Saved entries
____
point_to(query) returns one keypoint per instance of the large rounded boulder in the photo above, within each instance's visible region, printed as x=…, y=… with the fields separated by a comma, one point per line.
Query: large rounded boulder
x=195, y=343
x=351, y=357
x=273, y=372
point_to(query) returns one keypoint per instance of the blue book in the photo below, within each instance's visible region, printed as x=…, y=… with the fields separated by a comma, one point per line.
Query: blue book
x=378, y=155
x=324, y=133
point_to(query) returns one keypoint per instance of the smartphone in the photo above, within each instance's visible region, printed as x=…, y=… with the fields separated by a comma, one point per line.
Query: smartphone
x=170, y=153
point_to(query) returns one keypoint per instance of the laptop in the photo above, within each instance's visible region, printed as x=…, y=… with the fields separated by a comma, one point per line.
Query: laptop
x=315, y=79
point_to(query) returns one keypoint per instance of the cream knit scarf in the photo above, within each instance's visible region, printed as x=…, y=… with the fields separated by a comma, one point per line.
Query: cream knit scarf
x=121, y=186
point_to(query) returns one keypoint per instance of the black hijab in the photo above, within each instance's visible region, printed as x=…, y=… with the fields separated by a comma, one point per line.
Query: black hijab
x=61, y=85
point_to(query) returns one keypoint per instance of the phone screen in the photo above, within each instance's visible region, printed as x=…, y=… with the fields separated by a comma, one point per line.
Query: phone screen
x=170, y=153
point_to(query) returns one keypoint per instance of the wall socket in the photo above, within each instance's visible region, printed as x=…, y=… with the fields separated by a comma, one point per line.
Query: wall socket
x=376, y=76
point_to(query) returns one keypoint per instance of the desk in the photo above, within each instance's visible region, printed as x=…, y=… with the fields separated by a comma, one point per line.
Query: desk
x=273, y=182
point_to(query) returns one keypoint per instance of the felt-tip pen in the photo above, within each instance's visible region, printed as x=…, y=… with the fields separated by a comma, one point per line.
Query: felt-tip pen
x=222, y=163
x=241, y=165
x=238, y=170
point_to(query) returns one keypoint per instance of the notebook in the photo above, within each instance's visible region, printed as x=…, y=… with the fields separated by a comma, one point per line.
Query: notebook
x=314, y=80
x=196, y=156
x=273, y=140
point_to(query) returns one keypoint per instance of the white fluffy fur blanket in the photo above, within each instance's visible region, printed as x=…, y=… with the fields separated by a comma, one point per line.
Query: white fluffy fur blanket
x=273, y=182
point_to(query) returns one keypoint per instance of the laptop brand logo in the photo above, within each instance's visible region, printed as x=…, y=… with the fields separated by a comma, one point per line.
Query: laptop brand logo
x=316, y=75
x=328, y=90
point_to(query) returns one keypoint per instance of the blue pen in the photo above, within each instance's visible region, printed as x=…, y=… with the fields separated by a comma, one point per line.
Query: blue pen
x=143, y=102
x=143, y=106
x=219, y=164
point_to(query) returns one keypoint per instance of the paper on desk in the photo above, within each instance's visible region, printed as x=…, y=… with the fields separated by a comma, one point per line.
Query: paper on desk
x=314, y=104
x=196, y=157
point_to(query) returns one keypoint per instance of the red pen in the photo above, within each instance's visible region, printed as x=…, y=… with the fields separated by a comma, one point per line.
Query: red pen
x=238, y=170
____
## REQUIREMENT
Each line from the one holding "point_to(query) returns one keypoint per instance of the red" to the end of the entries is to be written out exactly. Skip every line before it.

## RESULT OF THIS TASK
point_to(query) returns one keypoint per instance of the red pen in the photo above, within each instance's visible region, printed as x=…, y=… with the fields separated by a comma, one point per line.
Query: red pen
x=238, y=170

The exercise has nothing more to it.